▶ _Stated problem_: Reproduce the lines below verbatim, one for one, with nothing altered.

#### Record set ####

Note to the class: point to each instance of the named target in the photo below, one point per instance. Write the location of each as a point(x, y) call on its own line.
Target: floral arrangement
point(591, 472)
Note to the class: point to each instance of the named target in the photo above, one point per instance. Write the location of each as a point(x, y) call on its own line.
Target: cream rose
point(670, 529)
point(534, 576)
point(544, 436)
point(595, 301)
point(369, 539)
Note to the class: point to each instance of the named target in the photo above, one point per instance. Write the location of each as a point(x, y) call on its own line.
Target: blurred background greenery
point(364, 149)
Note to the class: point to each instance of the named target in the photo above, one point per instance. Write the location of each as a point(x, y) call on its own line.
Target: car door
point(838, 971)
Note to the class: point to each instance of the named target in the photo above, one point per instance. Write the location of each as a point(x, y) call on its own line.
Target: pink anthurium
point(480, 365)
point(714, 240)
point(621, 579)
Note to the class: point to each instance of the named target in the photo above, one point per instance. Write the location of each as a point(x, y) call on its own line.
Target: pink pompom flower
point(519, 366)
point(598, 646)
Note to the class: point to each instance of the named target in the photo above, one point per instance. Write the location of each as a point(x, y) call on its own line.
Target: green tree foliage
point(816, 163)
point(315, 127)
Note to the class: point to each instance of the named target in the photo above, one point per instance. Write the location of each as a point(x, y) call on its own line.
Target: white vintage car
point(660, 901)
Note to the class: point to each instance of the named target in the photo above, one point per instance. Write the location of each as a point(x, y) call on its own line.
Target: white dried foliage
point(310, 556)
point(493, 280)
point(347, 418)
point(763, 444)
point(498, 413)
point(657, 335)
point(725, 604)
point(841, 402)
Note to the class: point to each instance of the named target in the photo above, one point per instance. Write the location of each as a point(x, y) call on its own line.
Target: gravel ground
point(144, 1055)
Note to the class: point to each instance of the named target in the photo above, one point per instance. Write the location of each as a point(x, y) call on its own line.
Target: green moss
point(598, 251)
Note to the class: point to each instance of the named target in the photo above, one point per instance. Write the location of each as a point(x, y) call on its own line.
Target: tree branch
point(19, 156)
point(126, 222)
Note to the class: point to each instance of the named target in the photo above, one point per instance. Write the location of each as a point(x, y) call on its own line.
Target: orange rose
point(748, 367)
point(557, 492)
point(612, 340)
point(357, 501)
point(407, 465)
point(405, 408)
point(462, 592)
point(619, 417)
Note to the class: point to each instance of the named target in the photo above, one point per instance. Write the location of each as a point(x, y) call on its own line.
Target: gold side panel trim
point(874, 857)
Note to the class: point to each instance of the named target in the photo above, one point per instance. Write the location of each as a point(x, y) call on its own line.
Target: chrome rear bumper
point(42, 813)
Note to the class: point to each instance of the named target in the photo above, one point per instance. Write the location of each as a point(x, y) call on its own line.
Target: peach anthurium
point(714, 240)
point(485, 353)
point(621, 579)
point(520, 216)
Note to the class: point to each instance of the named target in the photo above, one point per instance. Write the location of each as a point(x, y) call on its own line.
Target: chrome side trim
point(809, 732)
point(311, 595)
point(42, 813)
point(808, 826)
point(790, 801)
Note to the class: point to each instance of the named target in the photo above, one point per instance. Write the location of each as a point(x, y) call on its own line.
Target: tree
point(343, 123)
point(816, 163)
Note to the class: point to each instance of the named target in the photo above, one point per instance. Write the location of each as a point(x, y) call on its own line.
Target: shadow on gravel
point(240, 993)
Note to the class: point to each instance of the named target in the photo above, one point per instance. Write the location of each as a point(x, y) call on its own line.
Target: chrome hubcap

####

▶ _Output_:
Note to the class: point to each instance of the named target in the photo below, one point per instance. Write the location of each as a point(x, y) call on its own line.
Target: floral arrangement
point(591, 472)
Note to the class: point to each instance of the named target in the photo above, one point per instance. Write the location of each as a point(x, y) call on its own line.
Target: cream rose
point(670, 529)
point(534, 576)
point(544, 436)
point(595, 301)
point(369, 539)
Note to the class: point to each instance of the named target in the photo above, one point per instance. Write the location of each as a point(x, y) call on its own line.
Target: blurred background greenery
point(364, 149)
Note to the class: point to each instance of the named target in the photo above, one point per instance. Write the location of each as a point(x, y) call on its own line.
Target: car door
point(838, 971)
Note to the class: point to each instance of the named target in the photo above, one point per instance. Write the location of each as a point(x, y) call on its own line.
Target: pink anthurium
point(480, 365)
point(714, 240)
point(621, 579)
Note to the class: point to each instance of the named target in the photo above, one point per instance. Write the location of each as a point(x, y) call on its own line.
Target: pink pompom flower
point(519, 366)
point(598, 646)
Note to the class: point to each instance of the named target in the photo above, one point per instance. Write the location of each as a point(x, y) call on its own line.
Target: green tree foliage
point(816, 163)
point(315, 127)
Note to the class: point to each instance of the named target in the photo above, one point per instance. Write the location of each as a point(x, y) call on its own line.
Target: white vintage car
point(660, 901)
Note to the class: point to each instance of the named target in the photo above, one point per instance. Write the location of each as a point(x, y) call on its own line.
Target: white dried foliage
point(310, 556)
point(493, 280)
point(347, 418)
point(763, 444)
point(498, 413)
point(657, 335)
point(725, 604)
point(841, 402)
Note to the class: point to each instance of the named target in the photo above, one point per instance. Write the location of each as a point(x, y) call on its own line.
Target: gravel ground
point(144, 1055)
Note to the class: point to each instance of the named target in the photo above, one point per instance. Write the location of each as a point(x, y) call on its own line.
Target: green moss
point(598, 251)
Note to the class: point to each instance of the named target in the photo above, one point per instance. Write the location of each as a point(x, y) call on its own line.
Target: tree branch
point(19, 156)
point(126, 222)
Note to the class: point to each instance of the named target in the photo above, one point per instance. Write the location of each as a point(x, y) call on its own line.
Target: orange rose
point(748, 367)
point(557, 492)
point(612, 340)
point(357, 501)
point(407, 465)
point(405, 408)
point(462, 592)
point(619, 417)
Note to the class: point to each instance of the named target in the photo above, one point per instance. Write the location of each as a point(x, y) call on its own line.
Target: gold side panel trim
point(874, 857)
Note to the class: point to each instance of the named target in the photo above, one point per instance. Write the location of each as a point(x, y) call on its own line.
Target: chrome rear bumper
point(42, 813)
Note to the class: point to each instance of the named target in the photo above, one point per instance. Write the location of each as a point(x, y) call on its own line.
Target: peach anthurium
point(714, 240)
point(485, 353)
point(621, 579)
point(520, 216)
Note to the class: point to each instance of the named target in the photo above, one point per instance. Write the location of each as a point(x, y) call on its own line.
Target: chrome side trim
point(809, 732)
point(311, 595)
point(42, 813)
point(808, 826)
point(790, 801)
Note to the class: point to each instance of the named target in the photo above, one point per instance. Write the location of each as a point(x, y) call on its own line.
Target: tree
point(343, 123)
point(816, 163)
Note to the class: point to each instance of the named target in the photo above, one point per instance. Write the location of each as a point(x, y) call on its own line.
Target: shadow on gravel
point(240, 993)
Note to the class: point to each instance of the named target in the photo above, one point per instance. Write the location of each as a point(x, y) call on its own line.
Target: chrome hubcap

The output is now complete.